When you see an engineering fabrication drawing, you will notice several welding symbols on the drawing. Weld symbols and welding symbols enable the designer to communicate and convey the required welding details to the fabricator. In the absence of these symbols, the designer must place explanation notes on the drawing for each weld joint, which consumes space and time and lacks clarity.

 

To overcome this problem, the designer uses welding symbols to convey the type of weld groove, groove size, depth of the groove, length of weld, and several other details. These welding symbols are understood by the designer, fabricator, and all the others concerned with it.

 

This article takes you through welding standards followed by the fabrication industries, about weld symbols and welding symbols, a brief explanation of different types of welding and their weld symbols, a schematic of a welding symbol with the standard location for its elements, few examples of welding symbols and its meaning for the fabricator, and few important differences between AWS and ISO standards.

 

Different Welding Symbol Standards

 

There are different welding standards followed by the fabrication industry all over the world, but the major welding standards are:

 

 

In this article, we discuss the welding symbols as per the AWS standard, and there will be a brief discussion on the major differences between AWS and ISO standards.

 

Welding Symbols Chart (Drawing Welding Symbols)

 

Weld Symbols and Welding Symbols 

 

It is important to understand the difference between a welding symbol and a weld symbol.

 

A weld symbol represents a particular type of weld (groove welding, fillet welding, plug welding, etc.) and always forms a part of the welding symbol drawn on a fabrication drawing. Each type of weld has its symbol. The weld symbols are always placed on the reference line of the welding symbol.

 

A welding symbol is what you see on the fabrication drawing. It communicates the location of welding, the type of welding, and all the other details required by the fabricator to execute the fabrication. A welding symbol uses ‘weld symbols‘ to convey the type of weld joint required.

 

We will discuss welding symbols and weld symbols in detail in the forthcoming paragraphs.

 

Schematic of a Welding Symbol

 

Let us discuss and understand the different elements of a welding symbol and their standard locations.

 

Welding Symbols Chart
(The welding symbol on a fabrication drawing is always read from left to right)

 

Reference line: This is a horizontal line on which different weld symbols and weld details are placed, and it conveys all the welding information required by the fabricator. Every weld detail or symbol has a fixed location. The reference line is always drawn nearer to the weld joint, and the weld details about the weld joint are placed in their fixed locations.

 

Arrow or arrow line: The arrow or arrow line connects the reference line to a weld joint on the fabrication drawing. The weld details on the reference line pertain to the weld joint pointed by the arrow. The arrow may point towards the left or right, but the details on the reference line are always read from left to right.

 

Arrow side and the other side: All weld joints have two sides, and you can find weldments that require welding on only one side or both sides. The weld details on each side can be independent of the other. The welding symbol differentiates the two sides of the welding by using the arrow connected to the reference line and the space above and below the reference line. In the welding symbol parlance, the weld side pointed by the arrow is the ‘arrow side,’ and the remaining weld side is named the ‘other side.’

 

The details of arrow side welding are always placed below the reference line, and the details of the other side welding are always placed above the reference line.

Supplied records:
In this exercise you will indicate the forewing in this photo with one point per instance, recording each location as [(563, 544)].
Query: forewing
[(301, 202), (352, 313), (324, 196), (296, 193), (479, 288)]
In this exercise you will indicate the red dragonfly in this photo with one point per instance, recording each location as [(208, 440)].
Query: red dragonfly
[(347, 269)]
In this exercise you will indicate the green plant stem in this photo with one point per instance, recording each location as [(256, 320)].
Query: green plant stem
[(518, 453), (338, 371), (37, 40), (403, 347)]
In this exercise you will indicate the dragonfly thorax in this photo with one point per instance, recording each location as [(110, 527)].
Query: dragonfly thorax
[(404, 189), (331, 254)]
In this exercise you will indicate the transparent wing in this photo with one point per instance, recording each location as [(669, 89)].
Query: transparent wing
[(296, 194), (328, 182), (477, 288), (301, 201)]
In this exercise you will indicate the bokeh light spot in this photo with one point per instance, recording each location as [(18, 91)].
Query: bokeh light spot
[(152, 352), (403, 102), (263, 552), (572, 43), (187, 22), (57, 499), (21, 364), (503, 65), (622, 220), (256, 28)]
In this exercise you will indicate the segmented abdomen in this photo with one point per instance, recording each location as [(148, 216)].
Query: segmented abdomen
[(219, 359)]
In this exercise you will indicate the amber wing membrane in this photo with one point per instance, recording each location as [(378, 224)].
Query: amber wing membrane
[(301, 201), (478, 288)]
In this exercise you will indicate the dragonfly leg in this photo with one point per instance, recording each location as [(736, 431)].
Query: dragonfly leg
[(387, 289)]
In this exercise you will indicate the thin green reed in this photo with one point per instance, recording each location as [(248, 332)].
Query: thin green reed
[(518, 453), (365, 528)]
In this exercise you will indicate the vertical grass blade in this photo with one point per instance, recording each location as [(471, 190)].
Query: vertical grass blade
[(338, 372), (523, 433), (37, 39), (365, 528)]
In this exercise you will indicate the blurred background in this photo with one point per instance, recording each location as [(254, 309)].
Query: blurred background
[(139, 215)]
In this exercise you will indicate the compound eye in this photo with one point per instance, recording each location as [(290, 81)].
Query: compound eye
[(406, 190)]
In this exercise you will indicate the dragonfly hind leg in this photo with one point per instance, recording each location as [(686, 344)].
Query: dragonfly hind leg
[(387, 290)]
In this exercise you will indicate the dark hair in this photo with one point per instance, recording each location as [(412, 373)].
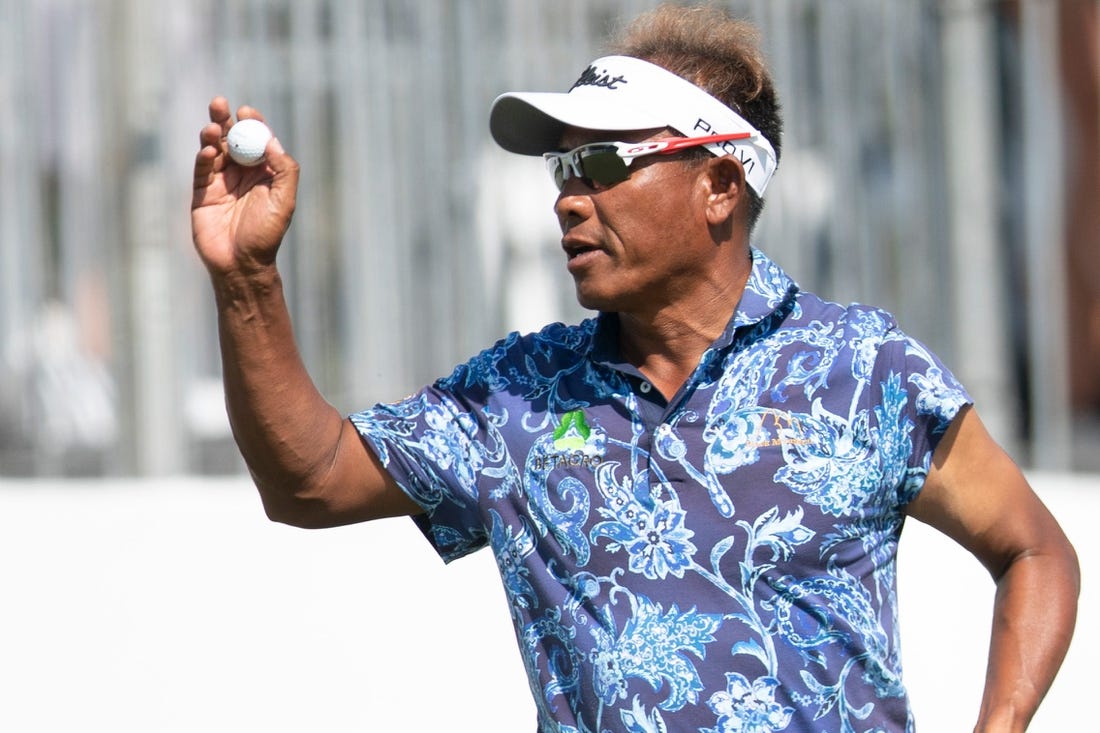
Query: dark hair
[(716, 53)]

What you need to do:
1. According to the welding symbols article, on which side of the reference line are the details of arrow side welding placed?
2. Edit the rows, beginning at the first row and stopping after the line that has "[(338, 372), (523, 433), (37, 39), (365, 528)]". Replace "photo" with "image" and leave everything else unchanged.

Task results:
1. Below the reference line.

2.
In this exercise you will indicate the forewing in this image with one point per instance, recording each location as [(563, 544)].
Query: forewing
[(301, 202), (352, 313), (324, 196), (296, 193), (479, 288)]
In this exercise you will indicate the red dragonfly in this image with one point per instance, recording each location as [(208, 440)].
Query: red dragonfly
[(347, 269)]
In this exercise you will indicate the green plant stem in this image with one point per instance, recording each location as [(256, 320)].
Query: green plant stem
[(518, 453), (338, 371), (37, 40), (403, 347)]
In this exercise you will indicate the dragonfly thorax in this image with one point per instance, recording each location as [(110, 527)].
Query: dragonfly thorax
[(404, 189), (331, 254)]
In this exercise you will indicate the transparent wing in this image with one point per instance, recording each location as [(669, 89)].
Query: transparent wing
[(296, 194), (328, 182), (477, 288), (301, 201)]
In this exercise you will indicate the bokeh light spot in this image with one point per instance, recording each location as [(18, 91)].
Query: bokeh light spot
[(152, 352), (403, 102), (263, 552), (572, 43), (187, 22), (57, 499), (21, 364), (503, 65), (622, 220), (256, 28)]
In this exercise you will indicate the segmented abdomen in this image with one point per instance, recording each location as [(148, 216)].
Query: segmented abdomen
[(219, 359)]
In this exercise you will indicate the amber wing membrane in this image with one point per instance, recording each location as [(378, 224)].
Query: amber wing membrane
[(301, 201), (478, 288)]
In this exercise you will indicate the dragonfly leg in this image with one point per instance, recording each location as [(736, 431)].
Query: dragonfly leg
[(387, 289)]
In this exercise you will indicate the thin green reed in this image with one point per instance, recording each location as [(248, 332)].
Query: thin green reed
[(518, 453), (365, 528)]
In this exercise you will indicate the vertical grass blade in this image with one point per instance, recording each location as [(471, 190)].
Query: vertical grass blade
[(338, 372), (523, 433), (37, 39), (365, 528)]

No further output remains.